### Problem details
From the very first line of the data to the line containing "Return one point per instance of the grass-covered", retype everything exactly, leaving the pictures behind.
----------------
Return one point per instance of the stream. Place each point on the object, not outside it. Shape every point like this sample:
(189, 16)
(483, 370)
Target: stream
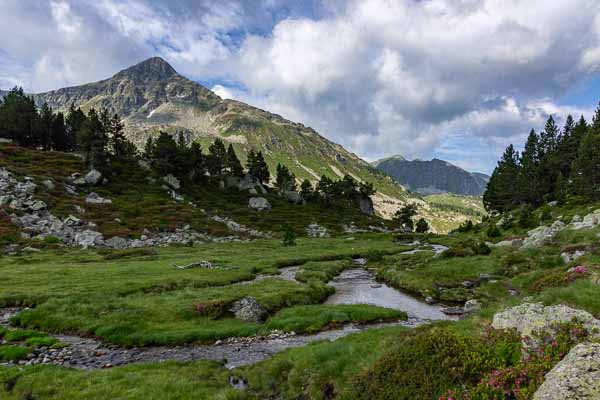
(353, 286)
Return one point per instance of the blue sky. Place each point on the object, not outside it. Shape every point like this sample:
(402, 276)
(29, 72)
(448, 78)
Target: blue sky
(453, 79)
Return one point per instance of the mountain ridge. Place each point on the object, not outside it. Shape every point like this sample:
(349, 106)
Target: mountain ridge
(433, 176)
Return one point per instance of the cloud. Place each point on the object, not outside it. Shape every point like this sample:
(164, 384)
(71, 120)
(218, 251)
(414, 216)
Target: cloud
(422, 78)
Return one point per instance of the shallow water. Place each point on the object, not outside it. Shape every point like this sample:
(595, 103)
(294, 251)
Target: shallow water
(358, 286)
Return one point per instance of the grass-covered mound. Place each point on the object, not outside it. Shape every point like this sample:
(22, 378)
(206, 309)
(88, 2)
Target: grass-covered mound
(139, 200)
(138, 298)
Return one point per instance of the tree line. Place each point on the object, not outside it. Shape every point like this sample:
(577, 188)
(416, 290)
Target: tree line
(555, 165)
(100, 137)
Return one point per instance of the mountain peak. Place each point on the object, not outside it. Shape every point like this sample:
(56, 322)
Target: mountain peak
(155, 67)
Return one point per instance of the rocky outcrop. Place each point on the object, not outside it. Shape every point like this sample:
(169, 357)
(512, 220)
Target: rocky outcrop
(435, 176)
(95, 198)
(172, 181)
(539, 236)
(365, 204)
(249, 309)
(529, 318)
(316, 230)
(93, 177)
(238, 228)
(575, 377)
(259, 204)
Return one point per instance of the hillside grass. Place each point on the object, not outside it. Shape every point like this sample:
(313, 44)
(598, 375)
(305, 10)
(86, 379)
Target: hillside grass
(139, 299)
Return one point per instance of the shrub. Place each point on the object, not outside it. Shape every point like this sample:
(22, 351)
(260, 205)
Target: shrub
(41, 341)
(212, 309)
(428, 362)
(52, 240)
(493, 231)
(289, 236)
(13, 353)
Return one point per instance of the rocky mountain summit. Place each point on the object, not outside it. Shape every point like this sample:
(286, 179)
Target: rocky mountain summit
(151, 96)
(434, 176)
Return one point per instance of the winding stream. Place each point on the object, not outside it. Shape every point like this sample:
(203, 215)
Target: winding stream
(353, 286)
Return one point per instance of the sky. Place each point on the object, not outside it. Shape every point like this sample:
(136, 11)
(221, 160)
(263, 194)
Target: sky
(453, 79)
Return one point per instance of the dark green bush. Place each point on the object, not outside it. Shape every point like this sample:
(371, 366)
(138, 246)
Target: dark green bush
(493, 231)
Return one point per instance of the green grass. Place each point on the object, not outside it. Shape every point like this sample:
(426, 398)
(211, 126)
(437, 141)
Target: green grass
(171, 380)
(13, 353)
(131, 298)
(319, 370)
(314, 318)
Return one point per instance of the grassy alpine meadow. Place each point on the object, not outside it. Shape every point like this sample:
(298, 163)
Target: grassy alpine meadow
(137, 297)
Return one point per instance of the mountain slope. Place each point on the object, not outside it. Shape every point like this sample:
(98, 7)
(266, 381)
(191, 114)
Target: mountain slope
(435, 176)
(151, 96)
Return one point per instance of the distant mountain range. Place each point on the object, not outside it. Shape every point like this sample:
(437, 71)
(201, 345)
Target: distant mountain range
(151, 97)
(434, 176)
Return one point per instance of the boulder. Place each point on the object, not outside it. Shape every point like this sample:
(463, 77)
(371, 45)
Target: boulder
(95, 198)
(540, 236)
(88, 238)
(93, 177)
(38, 205)
(249, 182)
(259, 204)
(575, 377)
(529, 318)
(316, 230)
(568, 256)
(509, 243)
(172, 181)
(589, 221)
(49, 185)
(116, 242)
(248, 309)
(294, 197)
(365, 204)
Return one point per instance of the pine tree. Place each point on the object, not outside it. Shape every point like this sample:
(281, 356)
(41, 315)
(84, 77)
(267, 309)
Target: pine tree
(119, 144)
(197, 161)
(306, 190)
(93, 140)
(165, 154)
(44, 135)
(404, 216)
(233, 162)
(586, 168)
(217, 158)
(19, 119)
(529, 171)
(257, 166)
(60, 139)
(149, 148)
(284, 180)
(422, 226)
(75, 122)
(502, 193)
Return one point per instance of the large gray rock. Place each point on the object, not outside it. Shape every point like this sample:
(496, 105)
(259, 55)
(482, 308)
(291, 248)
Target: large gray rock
(116, 242)
(542, 235)
(88, 238)
(589, 221)
(172, 181)
(95, 198)
(529, 318)
(249, 182)
(365, 204)
(249, 309)
(316, 230)
(259, 204)
(576, 377)
(294, 197)
(93, 177)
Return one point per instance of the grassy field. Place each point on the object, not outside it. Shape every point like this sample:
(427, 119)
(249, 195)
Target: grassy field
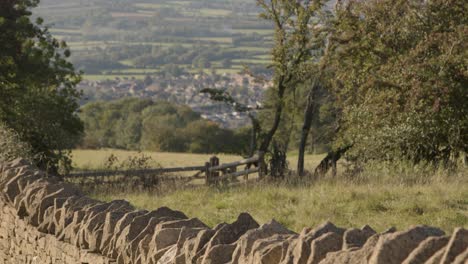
(94, 159)
(397, 196)
(346, 204)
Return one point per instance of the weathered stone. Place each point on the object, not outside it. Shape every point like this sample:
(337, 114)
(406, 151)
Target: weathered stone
(457, 244)
(139, 223)
(329, 242)
(245, 242)
(299, 250)
(111, 248)
(357, 237)
(437, 257)
(395, 247)
(230, 233)
(426, 249)
(462, 258)
(193, 248)
(271, 249)
(221, 253)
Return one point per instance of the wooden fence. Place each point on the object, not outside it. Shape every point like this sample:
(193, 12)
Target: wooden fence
(213, 172)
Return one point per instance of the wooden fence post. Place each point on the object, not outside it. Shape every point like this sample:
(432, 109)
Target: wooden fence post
(207, 173)
(261, 165)
(212, 175)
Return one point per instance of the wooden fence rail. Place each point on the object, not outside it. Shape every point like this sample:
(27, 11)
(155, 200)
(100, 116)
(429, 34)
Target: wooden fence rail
(214, 172)
(133, 172)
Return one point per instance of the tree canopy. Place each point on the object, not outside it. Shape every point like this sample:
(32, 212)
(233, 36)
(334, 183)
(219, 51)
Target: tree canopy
(399, 73)
(38, 98)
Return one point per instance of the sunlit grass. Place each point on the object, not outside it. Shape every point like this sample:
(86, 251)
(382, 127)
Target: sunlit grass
(382, 197)
(346, 204)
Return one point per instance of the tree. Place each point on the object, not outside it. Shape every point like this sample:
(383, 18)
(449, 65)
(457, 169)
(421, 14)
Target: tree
(38, 98)
(400, 79)
(291, 53)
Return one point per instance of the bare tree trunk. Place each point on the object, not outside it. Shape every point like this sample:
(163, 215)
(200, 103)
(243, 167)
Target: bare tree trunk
(278, 113)
(308, 117)
(253, 137)
(329, 162)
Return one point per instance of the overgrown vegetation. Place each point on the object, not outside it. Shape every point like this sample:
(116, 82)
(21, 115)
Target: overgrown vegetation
(388, 198)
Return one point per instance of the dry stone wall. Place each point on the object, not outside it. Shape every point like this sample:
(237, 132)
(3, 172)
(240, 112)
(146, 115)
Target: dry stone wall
(44, 220)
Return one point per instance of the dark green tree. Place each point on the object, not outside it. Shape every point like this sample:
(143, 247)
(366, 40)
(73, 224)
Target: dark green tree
(38, 98)
(398, 70)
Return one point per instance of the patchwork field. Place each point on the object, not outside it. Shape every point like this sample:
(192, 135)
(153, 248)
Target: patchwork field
(381, 199)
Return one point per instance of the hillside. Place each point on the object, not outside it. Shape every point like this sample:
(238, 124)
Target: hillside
(136, 38)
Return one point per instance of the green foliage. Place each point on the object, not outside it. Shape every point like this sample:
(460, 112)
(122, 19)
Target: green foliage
(141, 124)
(11, 147)
(399, 73)
(38, 99)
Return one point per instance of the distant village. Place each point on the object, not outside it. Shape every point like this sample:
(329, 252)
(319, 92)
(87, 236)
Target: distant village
(185, 89)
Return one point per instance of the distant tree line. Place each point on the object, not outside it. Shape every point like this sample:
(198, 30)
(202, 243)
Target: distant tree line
(141, 124)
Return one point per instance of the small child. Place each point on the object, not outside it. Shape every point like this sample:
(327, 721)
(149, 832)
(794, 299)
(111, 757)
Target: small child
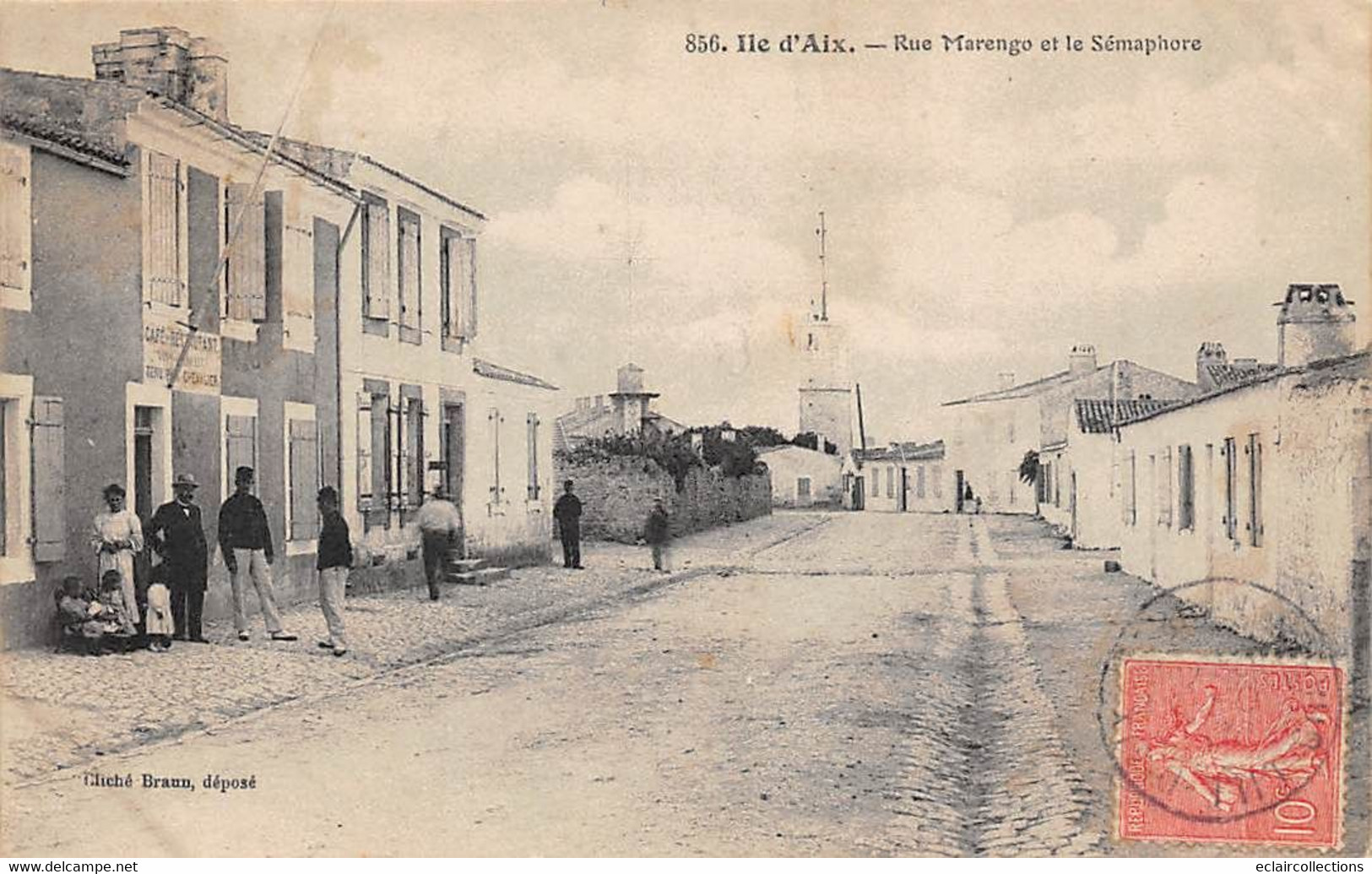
----------------
### Answer to the exercise
Return one point per instance of the stream. Place each point on the object, not outside it. Shape every point like this sample:
(189, 16)
(483, 370)
Target: stream
(353, 286)
Return one point per instance of the blue sky. Place each point on the object, not outside it. Shape every point like this sample:
(402, 276)
(29, 72)
(448, 78)
Target: blue sky
(453, 79)
Return one point per instance of the mountain ridge. Place each point on the object, not outside it. Shape every point like this sample:
(349, 106)
Target: mountain ridge
(433, 176)
Return one point per instance of the cloud. Place each point on the object, not outside it. Shape every point like this sample:
(164, 384)
(71, 120)
(218, 251)
(414, 216)
Target: cloud
(422, 78)
Return one point per instance of the shallow water. Place each point on the object, not outside it. Shape every point like this sample:
(595, 103)
(294, 251)
Target: shallow water
(358, 286)
Return one point per instance of the grass-covered mound. Place each point on the object, not outside it. Shape every point like this sample:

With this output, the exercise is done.